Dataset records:
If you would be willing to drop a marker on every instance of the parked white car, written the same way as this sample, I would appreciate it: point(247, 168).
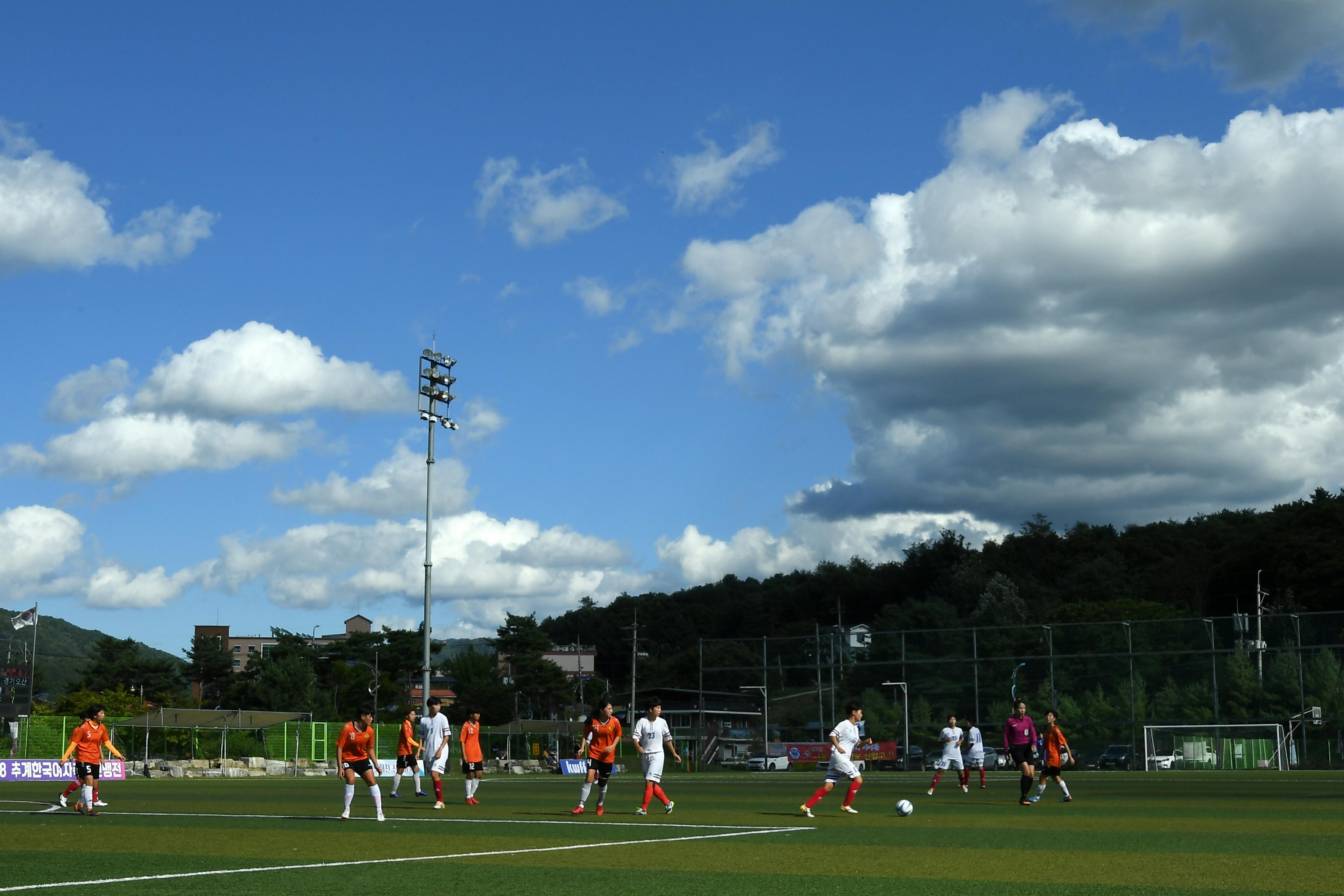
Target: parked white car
point(761, 763)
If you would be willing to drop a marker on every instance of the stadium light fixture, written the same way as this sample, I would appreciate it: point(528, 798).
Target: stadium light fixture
point(436, 378)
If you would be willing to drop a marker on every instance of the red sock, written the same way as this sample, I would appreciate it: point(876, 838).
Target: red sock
point(854, 789)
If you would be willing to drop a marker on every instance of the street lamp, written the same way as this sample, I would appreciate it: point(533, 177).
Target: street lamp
point(905, 702)
point(436, 377)
point(765, 708)
point(374, 690)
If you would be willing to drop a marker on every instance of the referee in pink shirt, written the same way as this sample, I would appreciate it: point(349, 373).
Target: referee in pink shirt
point(1021, 743)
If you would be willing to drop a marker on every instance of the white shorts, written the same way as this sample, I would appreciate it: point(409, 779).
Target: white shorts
point(842, 769)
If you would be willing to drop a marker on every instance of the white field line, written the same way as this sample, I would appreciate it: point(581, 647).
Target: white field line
point(441, 821)
point(389, 862)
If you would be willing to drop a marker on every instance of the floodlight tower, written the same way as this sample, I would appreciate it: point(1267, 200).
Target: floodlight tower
point(436, 378)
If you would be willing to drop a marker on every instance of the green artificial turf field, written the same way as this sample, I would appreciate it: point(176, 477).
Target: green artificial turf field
point(732, 833)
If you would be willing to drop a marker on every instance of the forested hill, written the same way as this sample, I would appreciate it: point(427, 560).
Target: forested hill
point(64, 649)
point(1203, 566)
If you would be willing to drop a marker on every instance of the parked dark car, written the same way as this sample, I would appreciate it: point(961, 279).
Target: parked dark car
point(1115, 757)
point(900, 765)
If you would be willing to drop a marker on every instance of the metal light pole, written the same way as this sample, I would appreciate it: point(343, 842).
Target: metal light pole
point(905, 702)
point(436, 377)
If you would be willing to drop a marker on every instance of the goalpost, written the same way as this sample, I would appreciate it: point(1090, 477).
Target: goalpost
point(1214, 748)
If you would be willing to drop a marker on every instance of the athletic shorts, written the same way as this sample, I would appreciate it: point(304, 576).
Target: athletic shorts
point(358, 766)
point(842, 769)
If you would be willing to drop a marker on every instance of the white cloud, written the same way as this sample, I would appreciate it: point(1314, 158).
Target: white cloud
point(259, 370)
point(1092, 326)
point(394, 490)
point(599, 299)
point(707, 178)
point(35, 542)
point(136, 445)
point(480, 421)
point(119, 589)
point(809, 540)
point(50, 220)
point(543, 207)
point(83, 395)
point(482, 566)
point(1260, 42)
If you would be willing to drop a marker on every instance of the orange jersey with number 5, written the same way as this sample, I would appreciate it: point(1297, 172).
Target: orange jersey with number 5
point(603, 736)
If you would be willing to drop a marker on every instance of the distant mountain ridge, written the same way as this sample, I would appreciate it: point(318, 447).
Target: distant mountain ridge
point(64, 649)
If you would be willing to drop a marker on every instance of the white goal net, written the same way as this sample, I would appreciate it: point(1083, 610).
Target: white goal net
point(1214, 748)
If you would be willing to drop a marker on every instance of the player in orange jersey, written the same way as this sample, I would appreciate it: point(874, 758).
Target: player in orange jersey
point(1057, 757)
point(472, 759)
point(406, 748)
point(76, 782)
point(355, 752)
point(601, 734)
point(87, 743)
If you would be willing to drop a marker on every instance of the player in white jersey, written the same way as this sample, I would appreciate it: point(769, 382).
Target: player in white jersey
point(650, 735)
point(951, 739)
point(975, 753)
point(435, 735)
point(844, 738)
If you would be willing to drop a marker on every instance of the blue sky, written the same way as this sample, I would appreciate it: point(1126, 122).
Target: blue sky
point(813, 283)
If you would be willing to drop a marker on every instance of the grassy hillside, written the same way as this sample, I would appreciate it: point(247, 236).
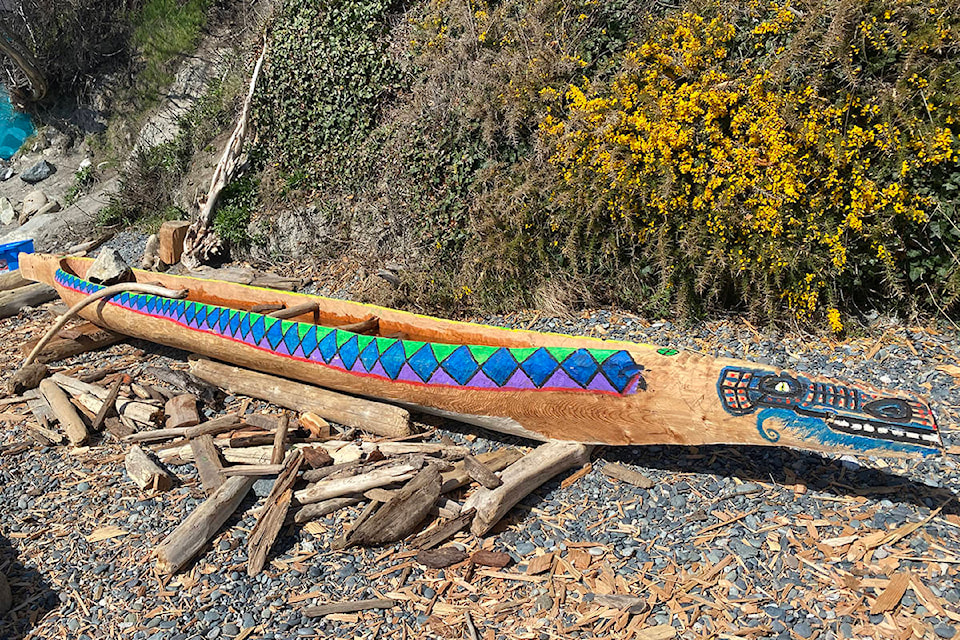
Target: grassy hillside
point(794, 159)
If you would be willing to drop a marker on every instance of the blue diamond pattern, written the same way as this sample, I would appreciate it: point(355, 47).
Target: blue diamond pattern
point(500, 366)
point(369, 355)
point(580, 366)
point(328, 346)
point(349, 352)
point(309, 342)
point(291, 338)
point(257, 329)
point(235, 317)
point(392, 359)
point(539, 366)
point(274, 333)
point(424, 363)
point(460, 365)
point(619, 370)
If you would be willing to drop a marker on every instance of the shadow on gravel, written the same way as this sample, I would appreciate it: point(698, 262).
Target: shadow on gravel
point(33, 597)
point(788, 466)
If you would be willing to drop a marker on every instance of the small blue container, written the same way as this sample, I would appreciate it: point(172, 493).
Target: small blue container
point(10, 254)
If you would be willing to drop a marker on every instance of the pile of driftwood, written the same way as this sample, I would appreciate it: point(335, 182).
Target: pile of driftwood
point(324, 450)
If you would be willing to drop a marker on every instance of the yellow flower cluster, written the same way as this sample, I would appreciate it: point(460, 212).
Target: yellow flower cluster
point(767, 178)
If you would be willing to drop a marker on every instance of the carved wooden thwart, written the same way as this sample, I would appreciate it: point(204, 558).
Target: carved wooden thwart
point(542, 386)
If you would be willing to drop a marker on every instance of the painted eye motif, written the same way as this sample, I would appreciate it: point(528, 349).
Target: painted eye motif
point(781, 386)
point(889, 409)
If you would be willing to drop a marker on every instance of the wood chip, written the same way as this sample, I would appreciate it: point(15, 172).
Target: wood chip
point(890, 597)
point(441, 558)
point(105, 533)
point(625, 474)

> [Exercise objective]:
Express each line of the data as a string in a JSON list, starting with the first line and going on through the line that contains "point(389, 862)", with blank lines skipped. Leave the pictures out of the answer.

> [Answer for the task]:
[
  "If you would be willing to drop a marker on every instance of the parked white car, written the same way as this sample, I would appreciate it: point(247, 168).",
  "Target: parked white car",
  "point(761, 763)",
  "If you would be willing to drop a marker on every instance of the stadium light fixture, written the same way as this sample, I would appreciate it: point(528, 798).",
  "Target: stadium light fixture",
  "point(436, 378)",
  "If you would be willing to drop a marker on every instance of the red sock, written the same way as this sample, I would appreciate it: point(876, 838).",
  "Target: red sock",
  "point(854, 789)",
  "If you would be willing to drop a marker on every instance of the street lamp, written the same way as this sample, I would appreciate it: point(533, 177).",
  "Target: street lamp",
  "point(905, 702)",
  "point(436, 377)",
  "point(765, 708)",
  "point(374, 690)",
  "If you would be willing to drop a marker on every instance of the referee in pink shirt, written the same way as this sample, I would appreciate it: point(349, 373).",
  "Target: referee in pink shirt",
  "point(1021, 743)",
  "If you would be willing to drop a marker on every instance of the white shorts, written the same way as this sample, I would appreciate it: point(409, 779).",
  "Target: white shorts",
  "point(842, 769)",
  "If you would be willing to drop a marker on every instance of the white field line, written the same way as this sample, I would appreciate it: point(581, 647).",
  "Target: white field line",
  "point(441, 821)",
  "point(389, 862)"
]